* [List of tasks]
(A) In the Power Shift 2011 article, how many people attended the Energy Action Coalition's climate conference for youth activists?
(B) From the Power Shift 2011 article, write out the passage from "I spent last" up to and including "an activist today.", word for word.

Power Shift 2011 Shows the Youth Climate Movement is Strong
Students march through the streets of Washington, DC, during Power Shift 2011. Photo credit: Heather Moyer/Sierra Club
For anyone like me who joined the environmental movement after Earth Day 1990 (and is about to turn 40 this year!), I have a recommendation for energizing your activism: Join forces with the youth climate movement.
I spent last weekend at Power Shift 2011, the Energy Action Coalition's 10,000 person climate conference for youth activists (also heavily supported by our own Sierra Student Coalition), and I haven't felt this excited in years.From being part of the movement-building training, to marching in the streets, to hearing about their success in meeting with the President, the youth have got it going on.
In a full circle moment, I got to spend some time talking with Lauren Kastner, the head of Indiana University's Beyond Coal campaign. I started as an activist working to convince Indiana University (IU) during my time there not to sell land to an incinerator company. The campaign had such a major impact on me that I'm still an activist today.

* [Data block]

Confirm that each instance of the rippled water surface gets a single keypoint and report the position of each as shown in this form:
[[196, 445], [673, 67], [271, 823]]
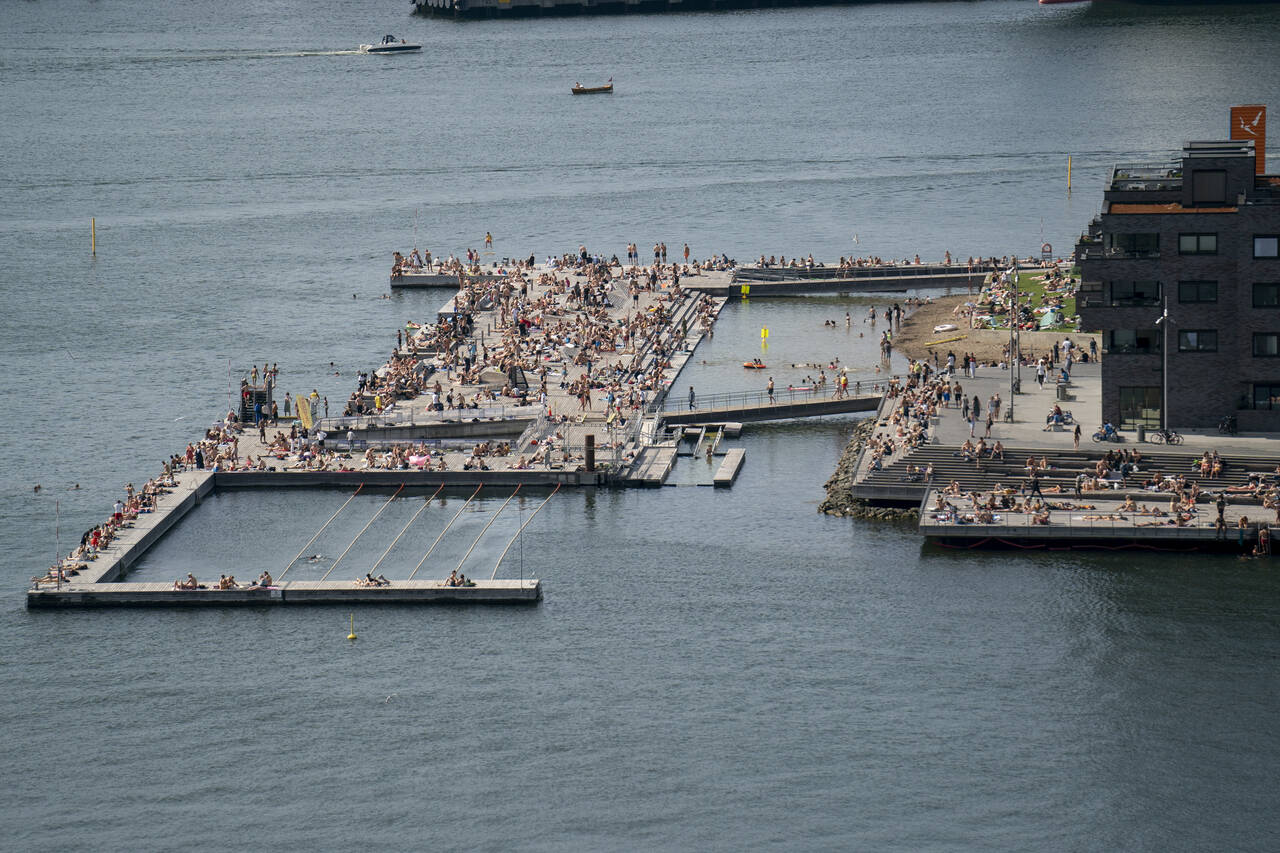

* [Written responses]
(A) 10,000 people.

(B)
I spent last weekend at Power Shift 2011, the Energy Action Coalition's 10,000 person climate conference for youth activists (also heavily supported by our own Sierra Student Coalition), and I haven't felt this excited in years.From being part of the movement-building training, to marching in the streets, to hearing about their success in meeting with the President, the youth have got it going on.
In a full circle moment, I got to spend some time talking with Lauren Kastner, the head of Indiana University's Beyond Coal campaign. I started as an activist working to convince Indiana University (IU) during my time there not to sell land to an incinerator company. The campaign had such a major impact on me that I'm still an activist today.